[Location annotation dataset excerpts]
************

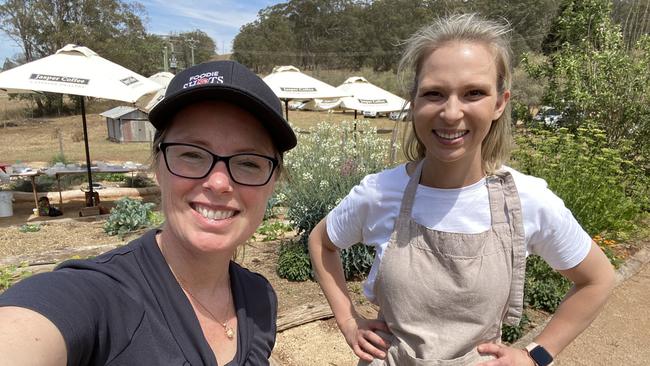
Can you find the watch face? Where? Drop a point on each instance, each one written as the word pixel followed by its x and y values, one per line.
pixel 541 356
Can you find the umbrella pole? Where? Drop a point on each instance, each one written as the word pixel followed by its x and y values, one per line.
pixel 286 108
pixel 91 201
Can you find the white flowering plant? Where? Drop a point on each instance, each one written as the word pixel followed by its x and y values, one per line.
pixel 329 160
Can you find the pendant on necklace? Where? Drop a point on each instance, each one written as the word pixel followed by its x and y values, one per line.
pixel 230 333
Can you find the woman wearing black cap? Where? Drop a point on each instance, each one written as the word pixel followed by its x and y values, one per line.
pixel 173 296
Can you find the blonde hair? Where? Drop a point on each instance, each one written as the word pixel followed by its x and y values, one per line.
pixel 497 144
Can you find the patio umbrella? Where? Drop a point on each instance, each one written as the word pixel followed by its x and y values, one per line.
pixel 287 82
pixel 76 70
pixel 368 97
pixel 149 101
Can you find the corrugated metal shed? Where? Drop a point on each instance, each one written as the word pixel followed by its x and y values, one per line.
pixel 128 124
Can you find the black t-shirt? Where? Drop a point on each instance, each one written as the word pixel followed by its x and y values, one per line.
pixel 125 307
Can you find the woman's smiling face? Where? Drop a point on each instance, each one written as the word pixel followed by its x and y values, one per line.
pixel 214 213
pixel 455 103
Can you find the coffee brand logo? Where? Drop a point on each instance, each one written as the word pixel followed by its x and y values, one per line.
pixel 128 81
pixel 298 90
pixel 373 101
pixel 60 79
pixel 211 77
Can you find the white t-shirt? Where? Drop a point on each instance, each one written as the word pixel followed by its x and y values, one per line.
pixel 368 213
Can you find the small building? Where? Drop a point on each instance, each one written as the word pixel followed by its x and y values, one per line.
pixel 128 124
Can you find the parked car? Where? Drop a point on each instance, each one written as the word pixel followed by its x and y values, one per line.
pixel 369 114
pixel 296 105
pixel 550 116
pixel 398 115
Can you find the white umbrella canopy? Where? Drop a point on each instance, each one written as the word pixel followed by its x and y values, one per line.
pixel 150 100
pixel 76 70
pixel 287 82
pixel 366 96
pixel 322 104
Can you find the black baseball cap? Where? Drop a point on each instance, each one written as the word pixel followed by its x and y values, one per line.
pixel 228 81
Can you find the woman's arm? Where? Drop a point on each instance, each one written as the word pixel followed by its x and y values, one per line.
pixel 593 282
pixel 29 338
pixel 358 332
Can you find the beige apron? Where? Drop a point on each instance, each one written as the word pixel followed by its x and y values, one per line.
pixel 442 294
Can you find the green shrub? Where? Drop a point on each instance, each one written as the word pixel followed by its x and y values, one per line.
pixel 128 215
pixel 293 262
pixel 357 260
pixel 272 229
pixel 603 190
pixel 544 288
pixel 322 169
pixel 110 177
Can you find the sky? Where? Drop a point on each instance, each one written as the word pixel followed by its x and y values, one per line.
pixel 220 19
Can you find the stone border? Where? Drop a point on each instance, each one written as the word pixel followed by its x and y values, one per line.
pixel 627 270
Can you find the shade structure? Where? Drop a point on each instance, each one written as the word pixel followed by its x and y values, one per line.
pixel 149 101
pixel 288 83
pixel 322 104
pixel 366 96
pixel 76 70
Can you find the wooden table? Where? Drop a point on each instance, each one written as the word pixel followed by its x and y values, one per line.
pixel 31 174
pixel 60 173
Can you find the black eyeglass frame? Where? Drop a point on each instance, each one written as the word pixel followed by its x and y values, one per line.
pixel 215 159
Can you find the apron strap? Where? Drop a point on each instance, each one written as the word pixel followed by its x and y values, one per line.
pixel 406 208
pixel 516 297
pixel 497 199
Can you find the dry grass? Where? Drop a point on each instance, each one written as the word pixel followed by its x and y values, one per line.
pixel 36 140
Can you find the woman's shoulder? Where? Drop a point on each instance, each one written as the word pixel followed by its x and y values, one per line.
pixel 529 187
pixel 390 179
pixel 535 196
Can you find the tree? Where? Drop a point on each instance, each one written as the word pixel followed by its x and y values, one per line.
pixel 634 19
pixel 592 76
pixel 111 28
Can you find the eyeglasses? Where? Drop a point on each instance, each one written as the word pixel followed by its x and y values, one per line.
pixel 194 162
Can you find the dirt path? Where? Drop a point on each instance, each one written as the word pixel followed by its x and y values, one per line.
pixel 621 333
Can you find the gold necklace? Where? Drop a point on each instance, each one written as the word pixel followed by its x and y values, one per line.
pixel 229 331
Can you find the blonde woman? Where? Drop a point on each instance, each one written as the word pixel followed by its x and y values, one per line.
pixel 453 226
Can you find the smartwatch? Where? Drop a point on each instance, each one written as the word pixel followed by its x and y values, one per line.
pixel 539 354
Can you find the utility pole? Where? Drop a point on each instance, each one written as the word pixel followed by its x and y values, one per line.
pixel 165 65
pixel 192 43
pixel 172 62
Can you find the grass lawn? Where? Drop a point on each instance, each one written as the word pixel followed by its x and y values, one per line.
pixel 37 141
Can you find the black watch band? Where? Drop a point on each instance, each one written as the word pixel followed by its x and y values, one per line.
pixel 539 355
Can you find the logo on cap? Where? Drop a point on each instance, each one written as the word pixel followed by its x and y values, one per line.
pixel 203 78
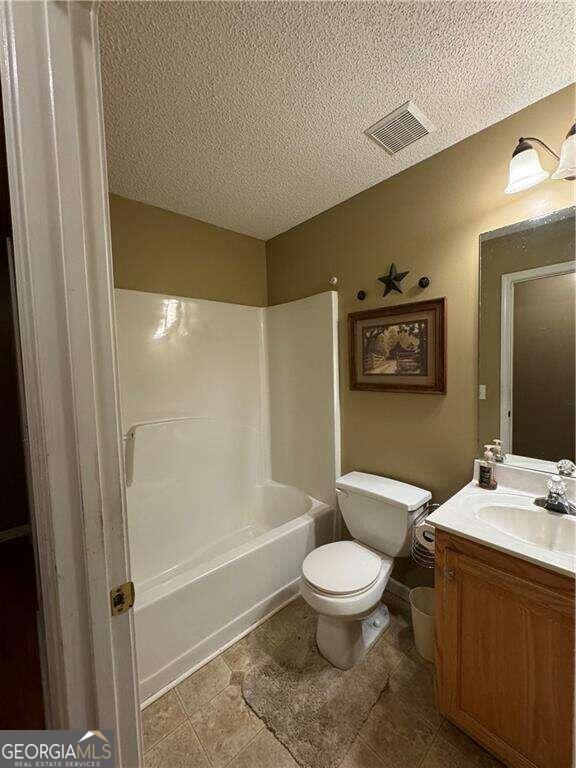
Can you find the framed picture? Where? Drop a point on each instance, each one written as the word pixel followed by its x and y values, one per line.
pixel 399 349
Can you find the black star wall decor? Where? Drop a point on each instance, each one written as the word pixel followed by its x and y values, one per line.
pixel 392 280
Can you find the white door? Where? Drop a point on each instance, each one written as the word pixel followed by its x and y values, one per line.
pixel 51 95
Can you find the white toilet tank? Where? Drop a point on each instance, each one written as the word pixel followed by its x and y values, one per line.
pixel 379 512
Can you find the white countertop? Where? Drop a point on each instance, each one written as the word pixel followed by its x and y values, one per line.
pixel 458 515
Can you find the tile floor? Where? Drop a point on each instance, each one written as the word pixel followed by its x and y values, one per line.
pixel 205 723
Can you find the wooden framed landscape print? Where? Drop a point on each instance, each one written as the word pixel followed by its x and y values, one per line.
pixel 399 349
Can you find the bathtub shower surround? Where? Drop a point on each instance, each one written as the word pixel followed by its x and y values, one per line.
pixel 230 416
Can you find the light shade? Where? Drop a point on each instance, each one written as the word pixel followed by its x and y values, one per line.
pixel 525 169
pixel 567 165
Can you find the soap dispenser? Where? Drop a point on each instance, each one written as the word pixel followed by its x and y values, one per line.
pixel 486 478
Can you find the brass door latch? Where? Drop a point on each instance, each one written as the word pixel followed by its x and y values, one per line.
pixel 122 598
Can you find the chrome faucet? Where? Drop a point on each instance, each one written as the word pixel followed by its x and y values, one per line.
pixel 557 500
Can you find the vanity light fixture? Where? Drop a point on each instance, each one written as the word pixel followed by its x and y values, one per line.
pixel 525 168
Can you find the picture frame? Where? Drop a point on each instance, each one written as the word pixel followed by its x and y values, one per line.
pixel 400 348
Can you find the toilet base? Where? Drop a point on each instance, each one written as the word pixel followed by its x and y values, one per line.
pixel 345 642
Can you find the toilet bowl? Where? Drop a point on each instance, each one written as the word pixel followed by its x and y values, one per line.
pixel 344 581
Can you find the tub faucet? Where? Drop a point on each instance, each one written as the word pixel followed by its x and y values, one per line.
pixel 557 500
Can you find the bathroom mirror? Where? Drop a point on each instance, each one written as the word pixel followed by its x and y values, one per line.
pixel 526 345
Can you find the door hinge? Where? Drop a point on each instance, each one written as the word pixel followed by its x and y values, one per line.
pixel 122 598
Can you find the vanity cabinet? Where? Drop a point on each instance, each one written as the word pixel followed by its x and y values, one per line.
pixel 505 653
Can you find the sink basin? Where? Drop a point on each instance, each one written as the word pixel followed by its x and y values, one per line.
pixel 534 525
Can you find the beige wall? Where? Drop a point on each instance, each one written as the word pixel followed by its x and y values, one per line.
pixel 163 252
pixel 428 220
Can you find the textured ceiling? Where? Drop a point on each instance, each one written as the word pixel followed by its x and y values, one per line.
pixel 251 115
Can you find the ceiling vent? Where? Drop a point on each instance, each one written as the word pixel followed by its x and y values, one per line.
pixel 400 128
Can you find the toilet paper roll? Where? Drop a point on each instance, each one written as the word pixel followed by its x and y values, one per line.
pixel 426 536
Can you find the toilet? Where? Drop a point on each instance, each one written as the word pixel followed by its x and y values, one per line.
pixel 344 581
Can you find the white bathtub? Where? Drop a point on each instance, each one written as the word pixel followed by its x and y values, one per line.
pixel 192 611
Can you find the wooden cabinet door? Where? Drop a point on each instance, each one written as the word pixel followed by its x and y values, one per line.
pixel 506 661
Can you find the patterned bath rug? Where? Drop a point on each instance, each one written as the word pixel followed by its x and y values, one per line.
pixel 314 709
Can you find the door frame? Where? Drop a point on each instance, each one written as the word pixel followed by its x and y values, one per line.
pixel 52 102
pixel 509 281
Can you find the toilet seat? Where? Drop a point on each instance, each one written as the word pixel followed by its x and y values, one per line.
pixel 342 569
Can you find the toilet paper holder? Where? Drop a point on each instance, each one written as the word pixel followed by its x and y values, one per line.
pixel 423 546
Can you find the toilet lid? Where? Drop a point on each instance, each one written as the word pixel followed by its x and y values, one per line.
pixel 342 567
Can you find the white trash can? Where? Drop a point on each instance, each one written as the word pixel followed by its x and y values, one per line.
pixel 423 606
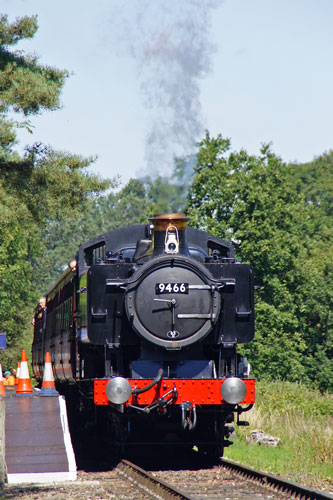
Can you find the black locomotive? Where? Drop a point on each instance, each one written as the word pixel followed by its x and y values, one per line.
pixel 143 330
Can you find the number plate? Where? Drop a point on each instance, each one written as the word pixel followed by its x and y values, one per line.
pixel 171 288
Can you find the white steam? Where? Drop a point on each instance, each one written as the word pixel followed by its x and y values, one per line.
pixel 169 41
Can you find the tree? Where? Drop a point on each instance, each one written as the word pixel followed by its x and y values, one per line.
pixel 253 200
pixel 40 186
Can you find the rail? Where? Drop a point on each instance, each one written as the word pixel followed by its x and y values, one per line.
pixel 275 482
pixel 149 482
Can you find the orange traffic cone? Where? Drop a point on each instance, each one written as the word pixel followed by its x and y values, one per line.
pixel 48 386
pixel 2 387
pixel 18 372
pixel 24 385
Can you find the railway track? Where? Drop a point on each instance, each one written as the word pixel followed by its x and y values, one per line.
pixel 127 481
pixel 230 480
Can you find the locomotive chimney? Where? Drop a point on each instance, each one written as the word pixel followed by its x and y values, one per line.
pixel 169 234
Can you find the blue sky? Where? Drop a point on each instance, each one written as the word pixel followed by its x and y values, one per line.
pixel 269 77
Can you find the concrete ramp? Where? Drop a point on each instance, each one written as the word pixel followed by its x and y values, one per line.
pixel 38 445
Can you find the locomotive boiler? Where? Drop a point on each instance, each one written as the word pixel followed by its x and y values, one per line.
pixel 143 329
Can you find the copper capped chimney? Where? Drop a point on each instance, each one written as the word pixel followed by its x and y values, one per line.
pixel 169 234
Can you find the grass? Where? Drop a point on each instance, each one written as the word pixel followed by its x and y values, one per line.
pixel 303 420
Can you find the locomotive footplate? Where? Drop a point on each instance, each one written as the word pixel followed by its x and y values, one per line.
pixel 197 391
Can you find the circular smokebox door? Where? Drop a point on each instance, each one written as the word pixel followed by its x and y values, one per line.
pixel 173 306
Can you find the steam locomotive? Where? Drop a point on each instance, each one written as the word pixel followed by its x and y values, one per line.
pixel 143 329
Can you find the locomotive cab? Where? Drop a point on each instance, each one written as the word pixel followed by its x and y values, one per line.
pixel 154 317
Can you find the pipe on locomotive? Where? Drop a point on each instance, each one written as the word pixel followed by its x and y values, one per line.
pixel 119 390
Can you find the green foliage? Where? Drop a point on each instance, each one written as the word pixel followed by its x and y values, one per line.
pixel 42 185
pixel 256 201
pixel 133 204
pixel 302 419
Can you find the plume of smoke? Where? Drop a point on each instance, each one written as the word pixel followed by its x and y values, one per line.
pixel 169 40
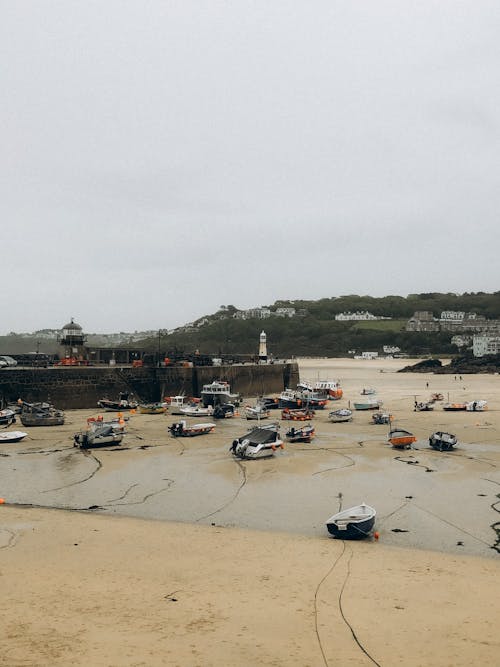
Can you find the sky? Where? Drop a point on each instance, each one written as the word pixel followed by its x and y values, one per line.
pixel 160 158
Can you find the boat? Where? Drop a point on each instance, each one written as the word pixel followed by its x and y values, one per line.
pixel 353 523
pixel 182 430
pixel 368 404
pixel 195 410
pixel 41 414
pixel 295 399
pixel 454 407
pixel 297 415
pixel 270 402
pixel 152 408
pixel 260 442
pixel 12 436
pixel 7 417
pixel 341 415
pixel 216 392
pixel 98 434
pixel 224 411
pixel 175 403
pixel 300 434
pixel 442 441
pixel 400 438
pixel 381 418
pixel 259 411
pixel 476 406
pixel 123 403
pixel 423 406
pixel 330 388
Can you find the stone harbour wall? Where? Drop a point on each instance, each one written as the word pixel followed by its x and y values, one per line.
pixel 81 387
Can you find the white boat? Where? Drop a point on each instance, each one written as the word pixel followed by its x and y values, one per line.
pixel 175 403
pixel 7 417
pixel 217 392
pixel 98 434
pixel 476 406
pixel 342 415
pixel 353 523
pixel 12 436
pixel 368 404
pixel 331 388
pixel 258 411
pixel 195 411
pixel 182 430
pixel 260 442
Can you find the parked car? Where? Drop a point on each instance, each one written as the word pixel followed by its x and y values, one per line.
pixel 7 361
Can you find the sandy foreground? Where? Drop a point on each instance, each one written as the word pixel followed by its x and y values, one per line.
pixel 131 585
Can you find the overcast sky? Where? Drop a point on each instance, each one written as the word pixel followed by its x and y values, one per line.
pixel 161 158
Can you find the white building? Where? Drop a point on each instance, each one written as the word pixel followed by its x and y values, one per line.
pixel 483 345
pixel 252 313
pixel 285 312
pixel 357 316
pixel 452 316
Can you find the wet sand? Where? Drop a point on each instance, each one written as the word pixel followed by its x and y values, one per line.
pixel 242 546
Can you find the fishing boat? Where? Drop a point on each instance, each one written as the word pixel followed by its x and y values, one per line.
pixel 216 392
pixel 400 438
pixel 442 441
pixel 454 407
pixel 331 388
pixel 258 411
pixel 297 415
pixel 341 415
pixel 195 410
pixel 12 436
pixel 297 399
pixel 423 406
pixel 301 434
pixel 124 402
pixel 353 523
pixel 381 418
pixel 224 411
pixel 182 430
pixel 7 417
pixel 260 442
pixel 368 404
pixel 41 414
pixel 98 434
pixel 476 406
pixel 152 408
pixel 270 402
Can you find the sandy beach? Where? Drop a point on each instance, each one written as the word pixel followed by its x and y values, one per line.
pixel 169 552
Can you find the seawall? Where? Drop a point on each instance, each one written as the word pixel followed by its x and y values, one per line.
pixel 82 387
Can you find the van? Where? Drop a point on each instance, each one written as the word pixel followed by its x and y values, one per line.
pixel 7 361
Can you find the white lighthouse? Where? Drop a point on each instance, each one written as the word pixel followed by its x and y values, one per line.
pixel 263 348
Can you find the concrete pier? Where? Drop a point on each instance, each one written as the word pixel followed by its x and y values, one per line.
pixel 81 387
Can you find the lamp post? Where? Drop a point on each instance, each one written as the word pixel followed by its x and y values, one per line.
pixel 160 333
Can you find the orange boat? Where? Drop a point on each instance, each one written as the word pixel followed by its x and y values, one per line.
pixel 400 438
pixel 297 415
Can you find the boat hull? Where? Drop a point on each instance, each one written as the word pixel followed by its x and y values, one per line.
pixel 338 416
pixel 12 436
pixel 443 442
pixel 368 405
pixel 354 524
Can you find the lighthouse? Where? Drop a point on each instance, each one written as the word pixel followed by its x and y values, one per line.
pixel 263 348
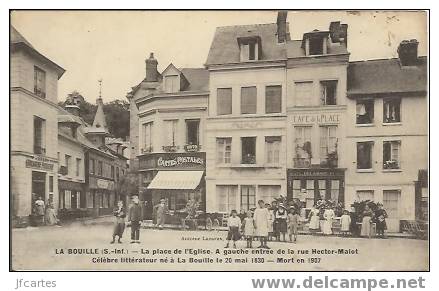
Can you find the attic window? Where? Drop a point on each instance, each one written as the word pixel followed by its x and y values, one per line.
pixel 171 84
pixel 250 48
pixel 316 46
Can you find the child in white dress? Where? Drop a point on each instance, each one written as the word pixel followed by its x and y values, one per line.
pixel 249 229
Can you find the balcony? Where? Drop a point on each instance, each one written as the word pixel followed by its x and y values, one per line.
pixel 39 150
pixel 302 162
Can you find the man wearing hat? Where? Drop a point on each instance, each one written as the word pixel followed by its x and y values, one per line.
pixel 135 218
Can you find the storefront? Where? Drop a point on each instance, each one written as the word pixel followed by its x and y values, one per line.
pixel 101 196
pixel 177 177
pixel 310 185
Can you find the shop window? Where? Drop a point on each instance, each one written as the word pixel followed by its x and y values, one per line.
pixel 39 82
pixel 147 137
pixel 303 93
pixel 92 166
pixel 303 149
pixel 171 84
pixel 392 111
pixel 315 46
pixel 78 167
pixel 248 197
pixel 335 190
pixel 364 155
pixel 391 199
pixel 39 135
pixel 67 162
pixel 171 132
pixel 391 155
pixel 364 195
pixel 248 100
pixel 224 101
pixel 226 198
pixel 328 91
pixel 272 149
pixel 268 193
pixel 51 184
pixel 100 168
pixel 248 150
pixel 328 144
pixel 224 150
pixel 192 131
pixel 67 199
pixel 365 111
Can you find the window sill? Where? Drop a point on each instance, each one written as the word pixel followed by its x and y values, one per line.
pixel 365 171
pixel 392 123
pixel 392 170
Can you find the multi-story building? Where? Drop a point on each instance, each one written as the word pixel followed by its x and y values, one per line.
pixel 316 107
pixel 34 127
pixel 246 138
pixel 169 112
pixel 386 138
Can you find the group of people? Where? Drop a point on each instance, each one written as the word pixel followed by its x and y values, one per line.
pixel 351 222
pixel 263 223
pixel 45 212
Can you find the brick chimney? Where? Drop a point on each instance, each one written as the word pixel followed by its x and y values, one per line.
pixel 151 69
pixel 72 109
pixel 338 32
pixel 282 26
pixel 408 52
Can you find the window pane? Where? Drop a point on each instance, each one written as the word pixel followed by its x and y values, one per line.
pixel 273 99
pixel 392 111
pixel 303 93
pixel 365 111
pixel 224 101
pixel 248 150
pixel 364 155
pixel 248 100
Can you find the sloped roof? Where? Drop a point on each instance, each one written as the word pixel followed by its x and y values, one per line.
pixel 295 49
pixel 18 41
pixel 386 76
pixel 17 37
pixel 198 79
pixel 224 48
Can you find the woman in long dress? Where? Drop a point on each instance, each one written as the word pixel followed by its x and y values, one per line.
pixel 365 223
pixel 328 216
pixel 261 217
pixel 314 219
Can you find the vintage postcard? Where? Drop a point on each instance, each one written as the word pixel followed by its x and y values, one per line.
pixel 219 140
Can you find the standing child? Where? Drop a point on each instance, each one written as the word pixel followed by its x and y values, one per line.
pixel 249 229
pixel 345 222
pixel 293 224
pixel 119 225
pixel 234 224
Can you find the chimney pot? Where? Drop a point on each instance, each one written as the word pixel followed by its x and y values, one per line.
pixel 151 69
pixel 72 109
pixel 408 52
pixel 282 26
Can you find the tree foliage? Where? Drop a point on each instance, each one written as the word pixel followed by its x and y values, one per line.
pixel 117 114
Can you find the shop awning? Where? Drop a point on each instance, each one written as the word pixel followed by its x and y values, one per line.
pixel 176 180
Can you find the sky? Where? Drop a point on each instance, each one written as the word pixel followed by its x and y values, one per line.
pixel 113 45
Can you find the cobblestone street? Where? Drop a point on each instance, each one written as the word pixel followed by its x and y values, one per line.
pixel 48 248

************

▶ _DIRECTIONS FOR THIS TASK_
Copy the material from the line with "Can you find the bathtub" to the line with "pixel 567 165", substituting "lamp shade" for "light shade" and keeping everything else the same.

▶ _COMPLETE ANSWER_
Can you find the bathtub shower surround? Where? Drop a point on each instance, each one written as the word pixel followed by its x and y values, one per line.
pixel 230 416
Can you find the lamp shade? Where? Drop a point on each instance, each one written as the word pixel followed by its x and y values, one per line.
pixel 525 169
pixel 567 165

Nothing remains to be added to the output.